DATA EXTRACT:

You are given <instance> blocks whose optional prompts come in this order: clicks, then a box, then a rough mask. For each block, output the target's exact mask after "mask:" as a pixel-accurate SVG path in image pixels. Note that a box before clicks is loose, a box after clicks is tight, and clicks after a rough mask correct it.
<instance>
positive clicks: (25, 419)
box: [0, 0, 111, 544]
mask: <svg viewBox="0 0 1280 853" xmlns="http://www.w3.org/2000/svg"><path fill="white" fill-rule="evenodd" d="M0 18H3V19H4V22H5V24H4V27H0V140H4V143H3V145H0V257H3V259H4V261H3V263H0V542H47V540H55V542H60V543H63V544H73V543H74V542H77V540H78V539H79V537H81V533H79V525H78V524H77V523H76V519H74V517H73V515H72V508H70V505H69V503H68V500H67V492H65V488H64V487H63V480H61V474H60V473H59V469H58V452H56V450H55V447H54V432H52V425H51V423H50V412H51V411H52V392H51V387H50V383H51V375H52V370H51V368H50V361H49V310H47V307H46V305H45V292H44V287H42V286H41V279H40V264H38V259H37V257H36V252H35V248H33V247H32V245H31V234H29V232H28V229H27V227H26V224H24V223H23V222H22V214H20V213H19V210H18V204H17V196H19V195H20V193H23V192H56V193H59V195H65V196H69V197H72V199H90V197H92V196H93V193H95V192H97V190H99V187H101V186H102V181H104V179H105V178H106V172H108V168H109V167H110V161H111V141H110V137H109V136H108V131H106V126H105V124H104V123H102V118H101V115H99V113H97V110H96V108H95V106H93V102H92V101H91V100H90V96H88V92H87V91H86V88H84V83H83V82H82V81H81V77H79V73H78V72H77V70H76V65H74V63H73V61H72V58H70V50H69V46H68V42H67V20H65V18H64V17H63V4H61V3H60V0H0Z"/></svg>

TASK TO COMPLETE:
Each entry must be reproduced exactly, with nothing added or dropped.

SOLUTION FOR THIS EXERCISE:
You are given <instance> blocks whose optional prompts come in this order: clicks, then a box, then a rough mask. For each block, output the target's exact mask after "mask:" as a pixel-accurate SVG path in image pixels. Note that a box before clicks is loose, a box after clicks is tight, and clicks after a rough mask correct it.
<instance>
positive clicks: (25, 419)
box: [0, 0, 111, 544]
mask: <svg viewBox="0 0 1280 853" xmlns="http://www.w3.org/2000/svg"><path fill="white" fill-rule="evenodd" d="M0 18H3V19H4V22H5V24H4V27H0V140H4V143H3V145H0V257H3V259H4V261H3V263H0V542H47V540H55V542H60V543H63V544H73V543H74V542H77V540H78V539H79V537H81V533H79V525H78V524H77V523H76V519H74V517H73V515H72V508H70V505H69V503H68V500H67V492H65V488H64V487H63V480H61V474H60V473H59V469H58V452H56V450H55V447H54V432H52V425H51V423H50V412H51V411H52V392H51V387H50V383H51V375H52V370H51V368H50V361H49V310H47V307H46V305H45V292H44V287H42V286H41V279H40V264H38V259H37V257H36V252H35V248H33V247H32V245H31V234H29V232H28V229H27V227H26V224H24V223H23V222H22V214H20V213H19V210H18V204H17V196H19V195H20V193H23V192H56V193H59V195H65V196H69V197H72V199H90V197H92V196H93V193H95V192H97V190H99V187H101V186H102V181H104V179H105V178H106V172H108V168H109V167H110V161H111V141H110V137H109V136H108V131H106V126H105V124H104V123H102V118H101V115H99V113H97V110H96V108H95V106H93V102H92V101H91V100H90V96H88V92H87V91H86V88H84V83H83V82H82V81H81V77H79V73H78V72H77V70H76V65H74V63H73V61H72V58H70V50H69V46H68V42H67V20H65V18H64V17H63V4H61V3H60V0H0Z"/></svg>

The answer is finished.